▶ [Text extract]
* START *
Our management, including our principal executive officer and principal financial officer, does not expect that our disclosure controls and procedures or our internal controls will prevent all error or fraud. Further, the design of a control system must reflect the fact that there are resource constraints and the benefits of controls must be considered relative to their costs. Due to the inherent limitations in all control systems, no evaluation of controls can provide absolute assurance that all control issues and instances of fraud, if any, have been detected.
To address the material weaknesses, we performed additional analysis and other post-closing procedures in an effort to ensure our consolidated financial statements included in this quarterly report have been prepared in accordance with generally accepted accounting principles. Accordingly, management believes that the financial statements included in this report fairly present in all material respects our financial condition, results of operations and cash flows for the periods presented.
Form 10-0 for the Fiscal Quarter Ended June 30, 2009
Note 4 - Accounts Receivable and Allowance for Doubtful Accounts
6. | Please confirm to us that you will include disclosures that provide investors with the explanation you included in your response letter as to how you determined Turf's outstanding accounts receivable balance is collectible in future filings. Refer to your response to comment 16 in our letter dated August 28, 2009. |
RESPONSE:
We will include disclosures that provide investors with the following explanation in future filings:
ESP began discussions with Turf concerning a potential acquisition of the assets and business of Turf in early July, 2008. An approximate value of the acquisition was reviewed between the principals of Turf and ESP along with descriptions of the assets, receivables, current customer base, payables, debt structures, notes, and inventories of Turf. The principals agreed that any purchase price of the Turf business would have a cash component and a stock component of ESP stock. The principals of ESP agreed to supply wholesale chemicals to Turf to assist Turf in increasing their business prospects and supplying their current and potential customer base while ESP continued the due diligence necessary to complete the Turf acquisition. The principals of both companies agreed that any wholesale chemicals supplied by ESP to Turf and invoiced during this period would be deducted from the cash portion of the transaction at closing. During the period from July 22, 2008 – December 29, 2008, ESP supplied Turf with $202,192.62 of wholesale chemicals and storage equipment tanks. During this period, the price of oil declined from $143 per barrel to below $35 per barrel. The decline in oil product pricing caused several of the clients for Turf and ESP to scale back their use of petrochemicals at their field locations. This event hampered the ability of ESP to raise additional equity funds through the sale of securities of the company. Discussions between the principals of Turf and ESP continued and a letter of intent outlining the terms and conditions of a purchase of Turf was executed in February 2009. At the time of signing of the LOI, ESP anticipated the sale of company securities to raise approximately $1,000,000 in new equity for the company. To date, we have not been successful in the capital raise. The LOI with Turf has been extended indefinitely in anticipation of a successful equity raise by ESP. During the period of January1, 2009 – May 31, 2009, ESP provided an additional $55,170.15 of wholesale chemicals to Turf. The LOI with Turf provides that in the event that a transaction is not completed, Turf would begin making payments on the outstanding invoices and an interest rate of 5% per annum would be added to the outstanding receivable until paid.
* END *
▶ [Given instruction 1]
Answer these questions using the filing excerpt:
(a) What did the company perform to address the material weaknesses?
(b) In what month and year was the letter of intent for the purchase of Turf executed?
(c) What interest rate would be added to the outstanding receivable if the transaction with Turf is not completed?
▶ [Given instruction 2] Carry on the filing excerpt about ESP's receivable from Turf, starting after its final sentence.

▶ [Stored data]
* START *
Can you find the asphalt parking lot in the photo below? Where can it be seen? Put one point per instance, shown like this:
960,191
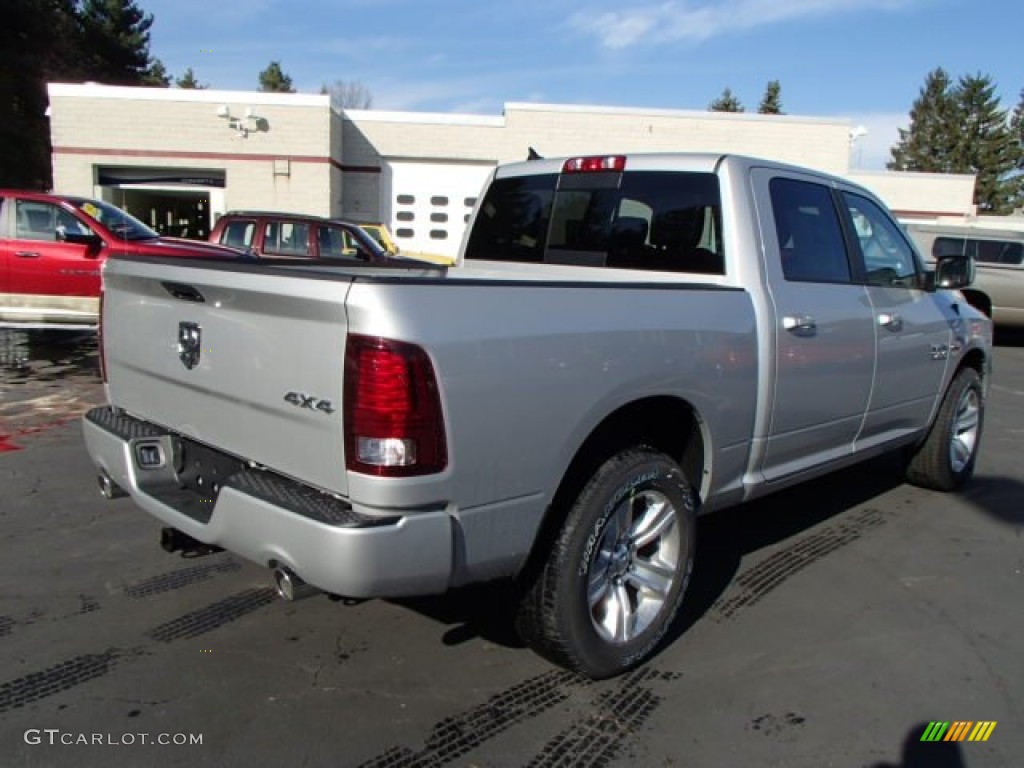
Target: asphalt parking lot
826,626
* END *
▶ [Expected output 1]
(a) Additional analysis and other post-closing procedures.
(b) February 2009.
(c) 5% per annum.

▶ [Expected output 2]
During the months of August and September, 2009, ESP has made significant progress towards the sale of company securities in an equity raise and has negotiated terms and conditions upon which the equity raise could be completed with several individuals who have expressed an interest in funding the equity raise. We anticipate receipt of funds in the amount of $700,000 - $1,000,000 before year end.
ESP and Turf have agreed verbally that the purchase of the Turf business will consist of $100,000 cash plus all of the outstanding invoices and amounts due ESP as the cash portion of the final negotiated purchase price plus ESP stock to fulfill the remainder of the total purchase price. We anticipate closing the Turf transaction within two weeks following receipt of the equity infusion, likely during the first quarter of 2010.
Note 5 - Notes receivable
7. | We note your response to comment 17 in our letter dated August 28, 2009. Based on your response, it appears that you are relying on the value of the concessions held by Aurora and Boreal. Please provide us with your detailed assessment of each of the factors considered and how you weighted the impact of each factor in estimating the amount you believe is collectible. For example, please provide us with your detailed calculation of the estimated fair value of the concessions held by Aurora and Boreal and how you factored into your estimate the fall in oil and gas prices, the contraction of credit and financing, and the curtailment of exploration activities by major oil and gas companies. Please also explain what rights you have to encourage the sale of the concessions to repay the notes receivable, if Aurora and Boreal do not have available cash as of the due date. Please note that this discussion should be provided in future filings. |
RESPONSE:
We do not have detailed calculations of the estimated fair value of the concessions held by Aurora and Boreal. Management has reviewed concessions in the area where possible; however, the availability of data is limited because each concession is privately held. In addition, each concession is unique and objective comparisons of value are virtually impossible. Management uses this information as a subjective indicator of value and trends in the area, matched with the value of the data available for the concessions held by Aurora and Boreal. While substantive quantitative work has been done to analyze the data available on the concessions from Aurora and Boreal, it is a unique property. Because of the lack of objective data from comparative properties, management has used its judgment and the review of qualitative information in order to value these notes.
Based on our further evaluation of the notes, we expect to write these notes down to $0 as of September 30, 2009.
We will provide a discussion of our determination of the valuation allowance on the notes receivable from Aurora and Boreal in future filings.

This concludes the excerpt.